Exercise brief
Filter the data below down to the lines that contain the string "woman", treating uppercase and lowercase letters as different.

Source data
-- begin --

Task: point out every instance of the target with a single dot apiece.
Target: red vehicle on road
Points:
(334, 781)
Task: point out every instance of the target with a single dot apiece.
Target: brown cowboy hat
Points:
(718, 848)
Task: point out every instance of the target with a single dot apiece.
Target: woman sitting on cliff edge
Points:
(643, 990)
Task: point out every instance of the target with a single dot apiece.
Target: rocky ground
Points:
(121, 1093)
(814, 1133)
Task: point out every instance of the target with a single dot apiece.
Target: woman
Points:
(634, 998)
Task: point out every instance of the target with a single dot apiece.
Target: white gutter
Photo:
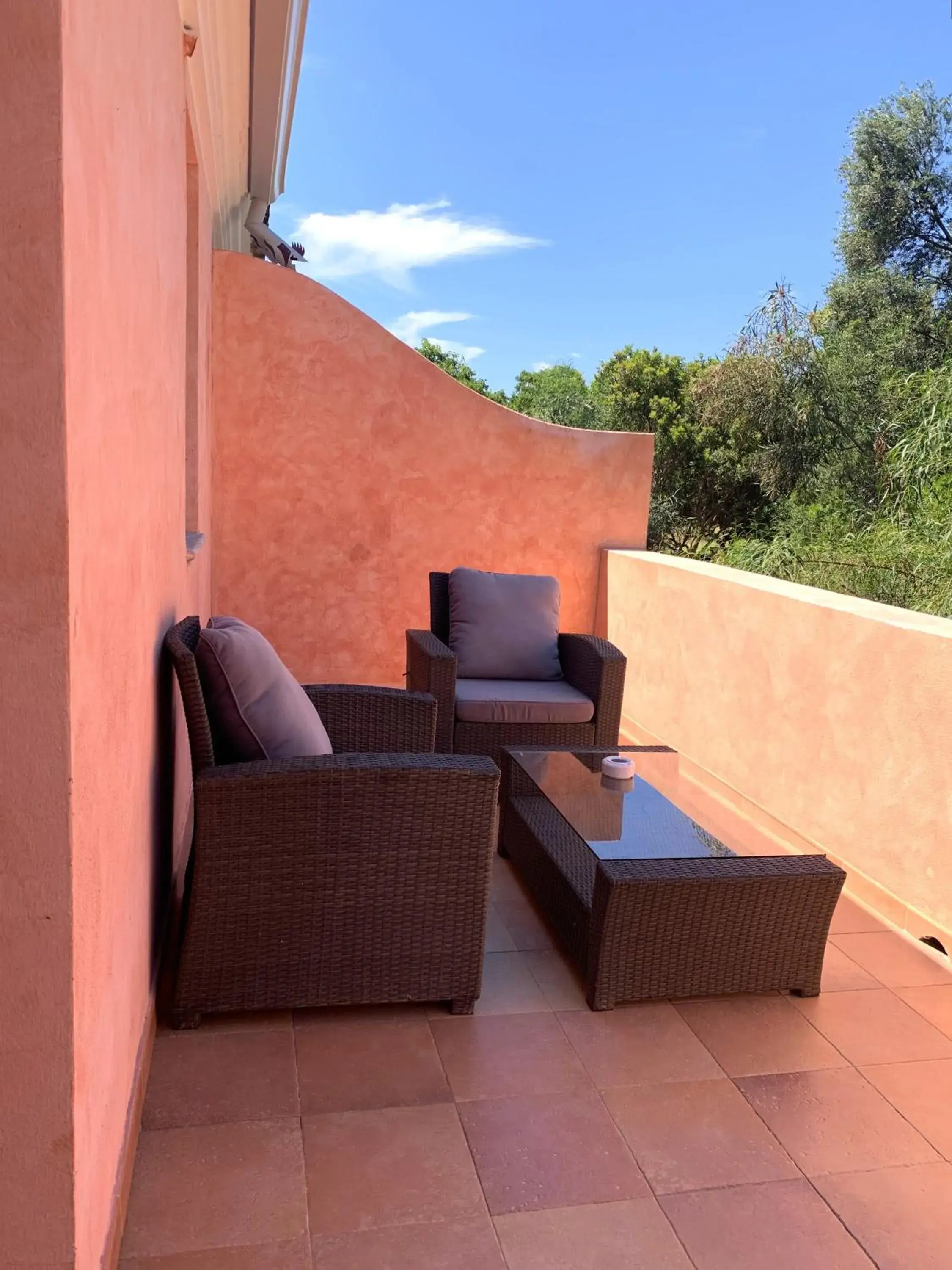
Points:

-- end --

Exercise answer
Target: woman sitting on cliff edge
Target: woman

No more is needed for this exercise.